◆ **Yapılacak Görevler**:
[1] Rusya-Ukrayna savaşını konu alan metinde geçen tarih ve yıl ifadelerini, metindeki geçiş sırasıyla listeleyiniz.
[2] Rusya-Ukrayna savaşını konu alan metni, son cümlesinden sonrasını yazarak devam ettiriniz.

◆ **Okuma Metni**:
──────

Putin’in, Ukrayna savaşının seyrini değiştirdiği ve Kiev ile savaşı bitirip Batı’ya karşı enerji ve nükleer savaş kartını daha kapsamlı açacağı söylenebilir.
Dr. Ali Semin, Rusya’nın Ukrayna’da gerçekleştirdiği referandumlar bağlamında Rusya-Ukrayna savaşının gidişatını AA Analiz için kaleme aldı.
Rusya’nın 24 Şubat 2022 tarihinde Ukrayna’ya yönelik başlatmış olduğu savaşın bölgesel ve küresel ölçekte uluslararası sisteme ve çok kutuplu dünya düzenine yeni bir bakış açısı geliştirdiği şüphesiz. Özelikle Soğuk Savaş’ın bitimi ve Sovyet Sosyalist Cumhuriyetler Birliği’nin (SSCB) 1991 yılında dağılması, küresel güç dengelerinin ve rekabetinin seyrini değiştirdi. Rusya Federasyonu, kaybedilen topraklarda kurulan bağımsız devletlerin üzerinde etkisini sürdürerek tek kutuplu dünya sistemini reddetti. Özellikle Mayıs 2000’de Vladimir Putin, Rusya Federasyonu Başkanı olmasıyla birlikte ilk önce tek kutuplu dünya düzenine karşı çıkmış ardından da SSCB’nin kaybettiği toprakların tamamını olmasa da stratejik ve jeopolitik önemi haiz toprakları geri almaya yönelmiştir. Aslında uluslararası toplumun, Putin’in sözü edilen stratejisini Ağustos 2008’de Güney Osetya ile Abazya’yı Gürcistan’dan kopardığında fark ettiği söylenebilir. Bu bağlamda Rusya, Amerika Birleşik Devletleri (ABD) ve Batı kutbunun tepkisini Güney Osetya ile Abazya’yı kendi topraklarına ilhak ederek ölçmüştür. Nitekim Batı kutbunun Putin’in Gürcistan’daki tutumuna sessiz kalması, 2014 yılında Kırım’ı işgal etmesine yol açmıştır.

──────

◆ **Verilen Materyal**:
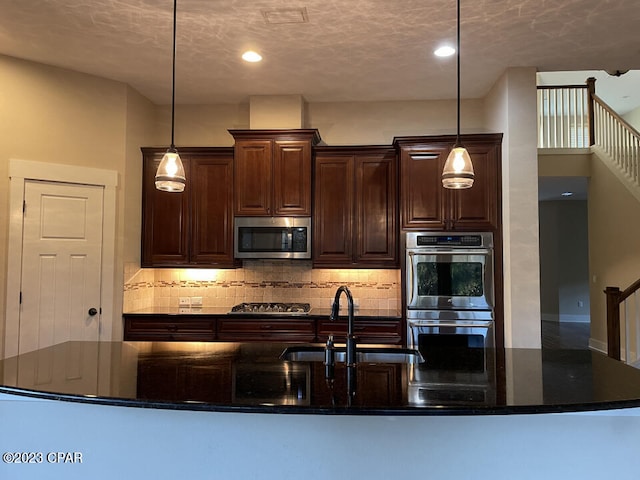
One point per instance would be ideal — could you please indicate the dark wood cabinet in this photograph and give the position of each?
(382, 330)
(355, 207)
(169, 328)
(426, 205)
(376, 385)
(273, 172)
(274, 330)
(195, 227)
(228, 328)
(188, 377)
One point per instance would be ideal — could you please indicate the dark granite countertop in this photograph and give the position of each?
(224, 312)
(250, 377)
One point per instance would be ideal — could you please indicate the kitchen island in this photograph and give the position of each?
(236, 410)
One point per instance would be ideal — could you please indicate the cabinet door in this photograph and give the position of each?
(275, 330)
(333, 210)
(211, 210)
(476, 208)
(253, 177)
(292, 178)
(377, 230)
(422, 199)
(165, 219)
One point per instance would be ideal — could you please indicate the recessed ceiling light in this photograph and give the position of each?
(251, 56)
(445, 51)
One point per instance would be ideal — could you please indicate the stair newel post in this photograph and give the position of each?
(591, 89)
(613, 321)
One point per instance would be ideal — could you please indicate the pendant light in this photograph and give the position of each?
(458, 169)
(170, 175)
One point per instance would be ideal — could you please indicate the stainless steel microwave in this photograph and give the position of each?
(272, 237)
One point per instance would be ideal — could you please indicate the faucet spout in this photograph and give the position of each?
(351, 338)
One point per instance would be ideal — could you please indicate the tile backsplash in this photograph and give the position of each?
(259, 281)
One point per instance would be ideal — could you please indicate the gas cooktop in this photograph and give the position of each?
(279, 308)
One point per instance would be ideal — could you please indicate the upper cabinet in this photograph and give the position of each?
(355, 207)
(195, 227)
(273, 172)
(426, 205)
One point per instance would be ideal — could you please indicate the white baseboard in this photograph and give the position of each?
(598, 346)
(564, 317)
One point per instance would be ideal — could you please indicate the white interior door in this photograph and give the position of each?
(61, 261)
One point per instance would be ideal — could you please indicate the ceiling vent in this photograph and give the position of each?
(279, 16)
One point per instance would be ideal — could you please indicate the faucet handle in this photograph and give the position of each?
(335, 310)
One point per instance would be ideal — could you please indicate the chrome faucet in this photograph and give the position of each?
(351, 338)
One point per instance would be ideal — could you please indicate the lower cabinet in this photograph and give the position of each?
(277, 330)
(203, 328)
(387, 331)
(163, 329)
(184, 378)
(376, 385)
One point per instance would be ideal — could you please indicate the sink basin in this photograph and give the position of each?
(310, 353)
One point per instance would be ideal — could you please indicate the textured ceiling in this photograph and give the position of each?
(342, 50)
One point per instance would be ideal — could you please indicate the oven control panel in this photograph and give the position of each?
(440, 239)
(449, 240)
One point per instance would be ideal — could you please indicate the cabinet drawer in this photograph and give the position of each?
(267, 329)
(388, 331)
(143, 329)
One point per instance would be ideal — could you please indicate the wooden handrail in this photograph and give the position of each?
(618, 118)
(630, 290)
(614, 298)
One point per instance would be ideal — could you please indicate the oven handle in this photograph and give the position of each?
(410, 283)
(440, 323)
(439, 251)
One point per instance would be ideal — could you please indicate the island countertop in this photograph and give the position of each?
(251, 377)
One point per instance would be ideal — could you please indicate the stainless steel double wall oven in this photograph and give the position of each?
(450, 314)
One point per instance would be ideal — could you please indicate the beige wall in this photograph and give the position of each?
(614, 242)
(377, 123)
(511, 108)
(57, 116)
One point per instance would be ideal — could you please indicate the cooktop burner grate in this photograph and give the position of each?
(280, 308)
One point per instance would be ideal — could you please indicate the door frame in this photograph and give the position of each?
(21, 171)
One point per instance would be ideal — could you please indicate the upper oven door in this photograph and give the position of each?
(447, 278)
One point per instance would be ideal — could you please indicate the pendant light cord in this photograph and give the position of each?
(173, 78)
(458, 71)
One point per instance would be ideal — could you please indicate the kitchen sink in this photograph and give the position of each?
(313, 353)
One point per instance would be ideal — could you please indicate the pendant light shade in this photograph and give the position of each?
(458, 169)
(170, 174)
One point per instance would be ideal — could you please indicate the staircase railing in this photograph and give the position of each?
(564, 116)
(619, 140)
(573, 116)
(628, 316)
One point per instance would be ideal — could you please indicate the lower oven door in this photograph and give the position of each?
(452, 340)
(459, 353)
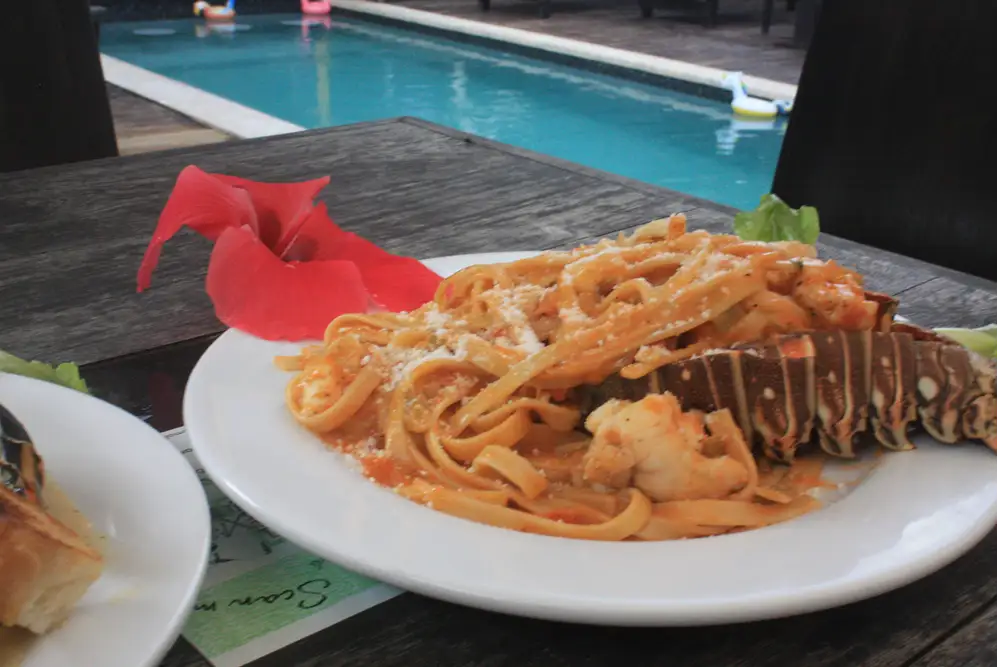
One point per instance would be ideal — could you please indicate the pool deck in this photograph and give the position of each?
(735, 43)
(143, 126)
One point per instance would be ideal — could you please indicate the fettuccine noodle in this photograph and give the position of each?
(468, 406)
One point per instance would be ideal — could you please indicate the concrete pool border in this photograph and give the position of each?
(676, 74)
(207, 108)
(244, 122)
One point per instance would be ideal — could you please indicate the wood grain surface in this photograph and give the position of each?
(975, 645)
(70, 242)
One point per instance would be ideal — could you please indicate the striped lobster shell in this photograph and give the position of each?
(835, 385)
(21, 469)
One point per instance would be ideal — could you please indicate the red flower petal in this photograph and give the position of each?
(281, 207)
(394, 282)
(259, 294)
(201, 202)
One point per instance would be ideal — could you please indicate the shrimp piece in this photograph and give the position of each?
(657, 448)
(835, 298)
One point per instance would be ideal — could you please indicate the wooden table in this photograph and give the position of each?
(70, 242)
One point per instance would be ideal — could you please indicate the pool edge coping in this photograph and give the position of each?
(244, 122)
(207, 108)
(657, 66)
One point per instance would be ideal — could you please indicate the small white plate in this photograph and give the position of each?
(143, 497)
(915, 513)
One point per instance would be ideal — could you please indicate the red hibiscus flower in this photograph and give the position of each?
(281, 269)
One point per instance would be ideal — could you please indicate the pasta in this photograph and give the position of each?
(468, 405)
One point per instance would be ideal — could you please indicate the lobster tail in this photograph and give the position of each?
(835, 386)
(21, 468)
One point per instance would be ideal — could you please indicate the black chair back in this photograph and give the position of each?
(894, 132)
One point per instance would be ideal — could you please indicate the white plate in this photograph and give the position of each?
(914, 514)
(139, 493)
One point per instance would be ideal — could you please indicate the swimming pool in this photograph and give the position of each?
(348, 70)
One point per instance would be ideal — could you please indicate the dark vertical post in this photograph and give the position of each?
(54, 105)
(894, 132)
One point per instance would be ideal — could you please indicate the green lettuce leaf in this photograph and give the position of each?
(774, 220)
(67, 375)
(982, 341)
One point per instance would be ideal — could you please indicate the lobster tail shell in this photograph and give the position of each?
(835, 386)
(21, 468)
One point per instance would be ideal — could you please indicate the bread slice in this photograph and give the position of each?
(45, 567)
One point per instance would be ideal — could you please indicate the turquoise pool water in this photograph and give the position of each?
(346, 71)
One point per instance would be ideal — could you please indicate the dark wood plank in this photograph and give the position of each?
(973, 646)
(72, 237)
(883, 272)
(948, 302)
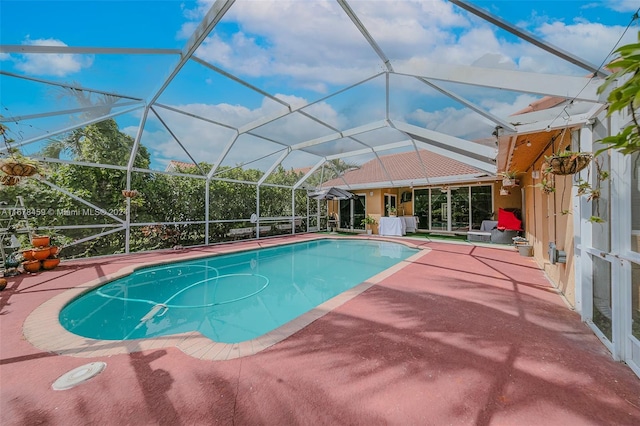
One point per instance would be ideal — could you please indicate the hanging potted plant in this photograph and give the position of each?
(14, 164)
(367, 222)
(568, 162)
(7, 180)
(509, 178)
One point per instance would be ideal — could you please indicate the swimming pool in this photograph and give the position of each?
(229, 298)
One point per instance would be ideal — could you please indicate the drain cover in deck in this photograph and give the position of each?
(78, 375)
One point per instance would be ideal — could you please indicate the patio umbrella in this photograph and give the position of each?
(332, 193)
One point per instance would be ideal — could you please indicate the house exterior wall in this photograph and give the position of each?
(548, 218)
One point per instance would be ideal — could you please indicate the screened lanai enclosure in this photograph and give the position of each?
(164, 124)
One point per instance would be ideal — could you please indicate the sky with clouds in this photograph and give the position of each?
(296, 51)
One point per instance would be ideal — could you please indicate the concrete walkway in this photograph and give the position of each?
(465, 335)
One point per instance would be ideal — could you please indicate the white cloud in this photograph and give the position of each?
(623, 5)
(59, 65)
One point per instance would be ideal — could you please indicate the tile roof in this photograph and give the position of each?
(406, 166)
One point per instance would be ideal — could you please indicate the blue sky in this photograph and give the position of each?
(297, 51)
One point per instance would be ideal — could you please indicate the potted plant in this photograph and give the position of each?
(568, 162)
(392, 210)
(367, 222)
(509, 178)
(15, 165)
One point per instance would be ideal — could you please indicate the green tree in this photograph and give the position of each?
(626, 95)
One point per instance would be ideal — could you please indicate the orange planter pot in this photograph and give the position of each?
(41, 253)
(40, 240)
(31, 265)
(50, 263)
(27, 254)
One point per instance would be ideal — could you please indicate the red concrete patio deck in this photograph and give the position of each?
(465, 335)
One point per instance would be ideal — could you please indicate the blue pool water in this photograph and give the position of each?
(229, 298)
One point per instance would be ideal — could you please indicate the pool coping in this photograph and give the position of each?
(44, 331)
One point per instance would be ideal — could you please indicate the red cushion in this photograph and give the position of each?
(508, 220)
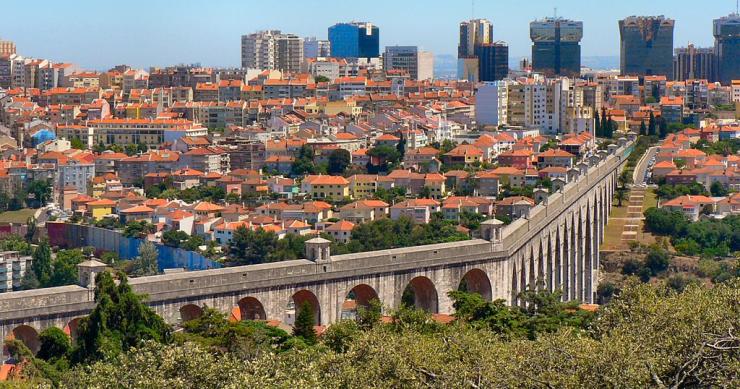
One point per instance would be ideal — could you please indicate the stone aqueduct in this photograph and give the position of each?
(555, 246)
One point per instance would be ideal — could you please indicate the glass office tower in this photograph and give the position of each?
(354, 40)
(727, 48)
(556, 49)
(493, 61)
(646, 46)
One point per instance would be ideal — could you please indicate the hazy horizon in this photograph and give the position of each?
(98, 35)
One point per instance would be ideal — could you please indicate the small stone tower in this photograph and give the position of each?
(87, 271)
(318, 250)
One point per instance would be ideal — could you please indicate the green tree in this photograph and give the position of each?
(304, 323)
(31, 228)
(146, 263)
(54, 344)
(304, 162)
(620, 195)
(339, 161)
(119, 321)
(41, 191)
(718, 190)
(248, 247)
(193, 243)
(387, 156)
(657, 260)
(174, 238)
(138, 229)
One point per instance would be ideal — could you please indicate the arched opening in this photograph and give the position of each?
(359, 296)
(29, 336)
(190, 312)
(297, 301)
(476, 281)
(251, 309)
(72, 328)
(421, 293)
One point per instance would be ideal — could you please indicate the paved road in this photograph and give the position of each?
(638, 177)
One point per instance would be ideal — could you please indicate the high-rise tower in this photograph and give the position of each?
(354, 40)
(556, 49)
(473, 33)
(646, 46)
(727, 47)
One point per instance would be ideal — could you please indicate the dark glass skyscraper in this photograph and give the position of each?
(691, 63)
(647, 46)
(493, 61)
(556, 49)
(727, 48)
(354, 40)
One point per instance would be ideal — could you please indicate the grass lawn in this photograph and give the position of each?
(19, 216)
(650, 200)
(619, 211)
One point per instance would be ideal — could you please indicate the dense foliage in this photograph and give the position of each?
(248, 247)
(710, 238)
(648, 336)
(386, 233)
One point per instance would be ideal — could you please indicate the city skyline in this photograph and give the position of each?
(128, 37)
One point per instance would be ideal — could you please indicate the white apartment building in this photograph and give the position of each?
(13, 267)
(491, 103)
(552, 106)
(418, 64)
(271, 50)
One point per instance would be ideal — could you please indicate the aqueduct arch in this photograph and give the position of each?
(477, 281)
(424, 294)
(190, 312)
(298, 299)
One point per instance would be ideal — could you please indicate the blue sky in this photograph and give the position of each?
(99, 34)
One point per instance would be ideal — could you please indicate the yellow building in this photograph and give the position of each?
(348, 107)
(334, 188)
(98, 209)
(151, 132)
(363, 185)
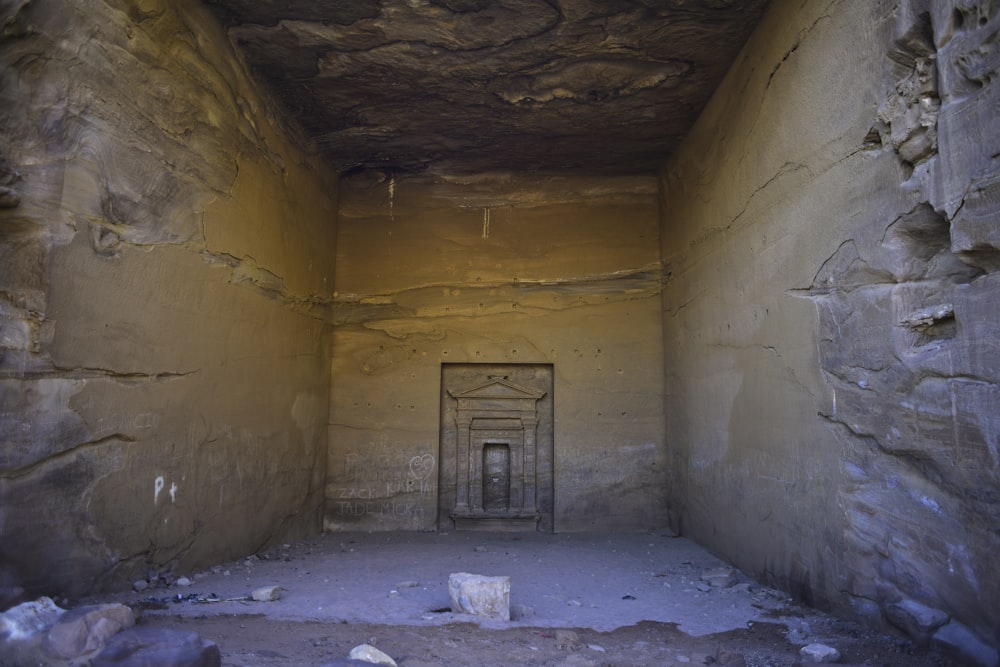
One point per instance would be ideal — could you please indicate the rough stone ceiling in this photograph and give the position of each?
(465, 86)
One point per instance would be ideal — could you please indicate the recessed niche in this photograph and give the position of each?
(496, 464)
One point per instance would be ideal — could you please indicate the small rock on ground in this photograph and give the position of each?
(371, 655)
(819, 653)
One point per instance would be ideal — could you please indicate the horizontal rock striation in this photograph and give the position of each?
(475, 86)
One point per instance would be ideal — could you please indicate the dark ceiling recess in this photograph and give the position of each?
(462, 86)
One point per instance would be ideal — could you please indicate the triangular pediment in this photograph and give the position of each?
(497, 388)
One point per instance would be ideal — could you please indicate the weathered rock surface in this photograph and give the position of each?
(550, 281)
(371, 655)
(471, 86)
(833, 297)
(819, 653)
(480, 595)
(153, 208)
(159, 647)
(87, 629)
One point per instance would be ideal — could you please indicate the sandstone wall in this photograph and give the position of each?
(497, 270)
(833, 374)
(165, 261)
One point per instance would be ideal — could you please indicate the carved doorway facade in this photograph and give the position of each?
(496, 456)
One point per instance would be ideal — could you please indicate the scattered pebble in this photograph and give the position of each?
(820, 653)
(369, 653)
(267, 593)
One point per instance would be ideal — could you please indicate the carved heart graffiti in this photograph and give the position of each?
(421, 466)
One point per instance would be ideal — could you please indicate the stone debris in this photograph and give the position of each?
(819, 653)
(41, 633)
(722, 577)
(370, 654)
(521, 611)
(28, 618)
(86, 629)
(266, 593)
(480, 595)
(159, 647)
(567, 640)
(730, 658)
(915, 619)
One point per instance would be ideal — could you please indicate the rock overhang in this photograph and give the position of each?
(470, 86)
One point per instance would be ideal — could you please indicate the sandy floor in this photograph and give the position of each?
(576, 599)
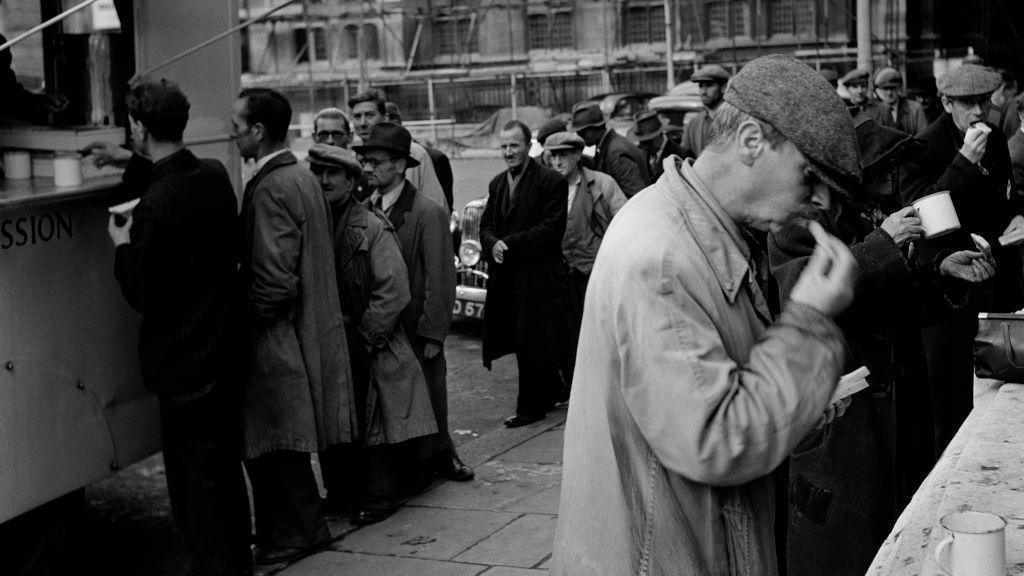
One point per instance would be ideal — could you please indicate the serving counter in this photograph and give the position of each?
(982, 469)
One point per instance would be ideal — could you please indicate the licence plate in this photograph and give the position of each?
(468, 309)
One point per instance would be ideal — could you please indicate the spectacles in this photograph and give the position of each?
(325, 135)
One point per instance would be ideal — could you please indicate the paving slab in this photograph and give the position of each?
(524, 543)
(371, 565)
(543, 449)
(422, 532)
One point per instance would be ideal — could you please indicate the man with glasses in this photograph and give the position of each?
(970, 159)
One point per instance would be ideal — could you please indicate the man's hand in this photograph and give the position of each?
(499, 251)
(107, 154)
(903, 225)
(826, 283)
(119, 235)
(968, 265)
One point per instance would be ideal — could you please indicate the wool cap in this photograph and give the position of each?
(563, 140)
(804, 108)
(335, 157)
(711, 73)
(969, 80)
(888, 78)
(859, 76)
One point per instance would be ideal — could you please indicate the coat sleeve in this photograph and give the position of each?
(439, 265)
(708, 416)
(276, 248)
(388, 288)
(548, 231)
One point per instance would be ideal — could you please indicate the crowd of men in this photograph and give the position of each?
(740, 264)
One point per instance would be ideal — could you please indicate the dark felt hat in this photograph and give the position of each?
(969, 80)
(648, 126)
(800, 104)
(587, 116)
(392, 137)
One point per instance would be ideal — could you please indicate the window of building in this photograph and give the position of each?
(302, 49)
(644, 24)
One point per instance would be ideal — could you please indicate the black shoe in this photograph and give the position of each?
(366, 517)
(521, 420)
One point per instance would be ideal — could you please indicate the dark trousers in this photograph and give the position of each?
(287, 501)
(202, 447)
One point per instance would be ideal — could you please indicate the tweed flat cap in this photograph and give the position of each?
(859, 76)
(888, 78)
(563, 140)
(711, 73)
(327, 155)
(969, 80)
(801, 105)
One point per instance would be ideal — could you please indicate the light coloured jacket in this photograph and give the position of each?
(685, 396)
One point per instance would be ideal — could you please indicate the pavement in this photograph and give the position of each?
(501, 524)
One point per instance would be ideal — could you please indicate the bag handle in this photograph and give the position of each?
(1009, 346)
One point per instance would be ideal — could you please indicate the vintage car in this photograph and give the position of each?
(471, 269)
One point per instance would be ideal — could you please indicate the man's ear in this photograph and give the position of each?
(751, 141)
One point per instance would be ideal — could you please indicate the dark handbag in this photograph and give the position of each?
(998, 347)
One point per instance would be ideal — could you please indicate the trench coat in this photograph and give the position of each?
(685, 397)
(374, 288)
(524, 292)
(298, 386)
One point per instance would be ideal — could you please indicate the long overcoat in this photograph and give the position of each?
(298, 389)
(524, 291)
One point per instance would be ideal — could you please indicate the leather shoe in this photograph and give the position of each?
(366, 517)
(521, 420)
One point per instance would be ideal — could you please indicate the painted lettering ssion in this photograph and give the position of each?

──────

◆ **Görevlere Göre Cevaplar**:
[1]
24 Şubat 2022
1991
Mayıs 2000
Ağustos 2008
2014

[2]
Putin Rusyası’nın 27 bin kilometrekarelik Kırım Yarımadası gibi stratejik konuma sahip bölgeyi önce işgal, sonra ilhak etmesine ilişkin süreçlerde de ABD’nin ve Batı’nın sessiz kalışı, Soğuk Savaş sonrası kurulan küresel düzenin vekalet savaşlarıyla bir şekilde yeni Soğuk Savaş’ın başlangıcı olarak nitelendirilebilir. Bu nedenle Rusya, Kırım’ı kendi topraklarına kattı ve Donbas bölgesinde de desteklediği yönetimi kurdu. Dolayısıyla Putin’in önce Ukrayna savaşını başlatmasının, 24-27 Eylül tarihlerinde Donetsk, Luhansk, Herson ve Zaporijya’da gayrimeşru referandum yapması ve Rusya’ya ilhak etmesinin uluslararası dengeleri iyice karıştırdığını söylemek mümkün. Zira Rusya’nın Kırım’ı ilhak ettiği dönem ile son yaptığı referandum arasında ciddi farklar bulunuyor. 2014 yılında bölgesel ve küresel güçlerin odaklandığı en önemli tehdit DEAŞ terör örgütüydü. Başka bir ifadeyle dünyanın gözü ve dikkati radikal terör örgütü olan DEAŞ ile mücadele kapsamında Irak, Suriye,Yemen, Libya gibi ülkelerdeydi. Fakat günümüz itibarıyla Kovid-19 salgınından henüz çıkan bir dünyanın küresel güçleri diplomatik, ekonomik ve güvenlik bağlamında Rusya-Ukrayna savaşına ve Rusya’yı karşı yıpratma mücadelesine odaklandı. Dahası, başta ABD olmak üzere Batılı ülkelerin ana hedef tahtasında Çin’in ekonomik gücünü kırmak ve Rusya’yı askeri olarak zayıflatmak yer alıyor.
Batı’nın ekonomik yaptırımları sürekliliğini korursa Putin’in son yedi aydaki kazanımlarını uzun vadede sürdürmesi mümkün olmayabilir. Referandum sonrası Ukrayna’da yaşanan savaş kadar Zelenskiy’nin siyasi hayatı da tartışmaya açılabilir. Çünkü referandum Ukrayna’da savaşın akıbetini oldukça zorlaştırdığı gibi iki ülke arasındaki ateşkes ve barış görüşmelerini de tıkama potansiyeline sahip.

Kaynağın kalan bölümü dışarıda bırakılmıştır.